**Try it**
Return exactly the span of lines that opens with the line containing "Would you mind indicating the table" and closes with the last line of the data, inclusive.
───── Records provided ─────
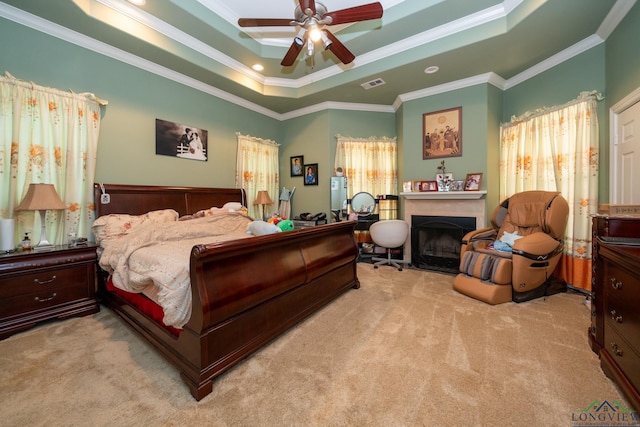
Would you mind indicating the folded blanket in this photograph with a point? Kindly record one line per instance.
(159, 254)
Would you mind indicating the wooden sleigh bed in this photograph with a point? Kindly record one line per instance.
(245, 292)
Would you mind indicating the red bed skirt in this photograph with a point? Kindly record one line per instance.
(145, 305)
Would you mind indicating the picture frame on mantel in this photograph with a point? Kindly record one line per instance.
(311, 174)
(442, 134)
(472, 183)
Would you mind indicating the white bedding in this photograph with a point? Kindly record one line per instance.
(159, 254)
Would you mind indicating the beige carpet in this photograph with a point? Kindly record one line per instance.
(403, 350)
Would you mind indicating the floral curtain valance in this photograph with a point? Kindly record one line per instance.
(556, 149)
(48, 136)
(257, 168)
(371, 164)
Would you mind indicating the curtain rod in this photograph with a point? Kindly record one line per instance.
(8, 78)
(259, 140)
(584, 96)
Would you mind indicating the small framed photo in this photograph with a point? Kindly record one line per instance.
(472, 183)
(311, 174)
(430, 185)
(297, 163)
(443, 180)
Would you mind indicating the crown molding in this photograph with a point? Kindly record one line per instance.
(63, 33)
(559, 58)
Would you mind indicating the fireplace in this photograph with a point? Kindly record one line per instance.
(436, 240)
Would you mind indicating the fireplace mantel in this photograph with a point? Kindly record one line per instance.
(444, 195)
(443, 203)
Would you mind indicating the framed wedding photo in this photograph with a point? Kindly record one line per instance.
(311, 174)
(472, 183)
(442, 134)
(297, 163)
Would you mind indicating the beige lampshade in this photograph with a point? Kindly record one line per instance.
(263, 198)
(41, 197)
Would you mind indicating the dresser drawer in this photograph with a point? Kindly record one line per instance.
(624, 356)
(621, 303)
(43, 280)
(42, 299)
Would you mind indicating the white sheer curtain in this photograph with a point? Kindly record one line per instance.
(48, 136)
(257, 168)
(370, 164)
(556, 149)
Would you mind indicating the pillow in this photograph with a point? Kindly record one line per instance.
(114, 226)
(232, 206)
(259, 228)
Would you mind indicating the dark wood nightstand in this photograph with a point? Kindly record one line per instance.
(43, 285)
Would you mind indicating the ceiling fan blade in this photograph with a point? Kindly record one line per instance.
(263, 22)
(355, 14)
(339, 49)
(292, 53)
(308, 4)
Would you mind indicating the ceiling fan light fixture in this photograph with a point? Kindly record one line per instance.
(299, 39)
(310, 47)
(325, 40)
(314, 33)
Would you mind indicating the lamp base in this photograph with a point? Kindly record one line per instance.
(44, 244)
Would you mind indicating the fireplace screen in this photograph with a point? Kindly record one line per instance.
(436, 240)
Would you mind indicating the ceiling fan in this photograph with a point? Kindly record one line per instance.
(312, 17)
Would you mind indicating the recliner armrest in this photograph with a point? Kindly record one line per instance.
(537, 246)
(487, 233)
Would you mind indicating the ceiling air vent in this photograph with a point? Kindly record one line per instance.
(373, 83)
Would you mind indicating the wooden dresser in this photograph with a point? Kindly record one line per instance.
(615, 318)
(37, 286)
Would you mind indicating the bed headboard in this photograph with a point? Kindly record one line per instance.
(140, 199)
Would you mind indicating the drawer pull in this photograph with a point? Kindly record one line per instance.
(616, 350)
(616, 317)
(38, 299)
(44, 282)
(616, 284)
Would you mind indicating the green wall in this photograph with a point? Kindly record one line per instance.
(623, 58)
(314, 137)
(126, 151)
(136, 98)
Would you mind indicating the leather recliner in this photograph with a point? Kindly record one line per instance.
(513, 260)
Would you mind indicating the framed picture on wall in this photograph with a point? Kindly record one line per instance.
(178, 140)
(297, 162)
(442, 134)
(311, 174)
(472, 183)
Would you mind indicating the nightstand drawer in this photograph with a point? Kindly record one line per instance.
(42, 299)
(43, 281)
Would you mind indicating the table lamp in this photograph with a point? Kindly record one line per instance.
(41, 197)
(263, 199)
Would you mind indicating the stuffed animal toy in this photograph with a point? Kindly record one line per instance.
─────
**Answer to this exercise**
Would you mind indicating the table lamp in this photograph with a point? Kindly record one line per instance.
(41, 197)
(263, 199)
Would you mind indicating the stuffed animal toy in this photograph with a point? Kindly record one line per instance.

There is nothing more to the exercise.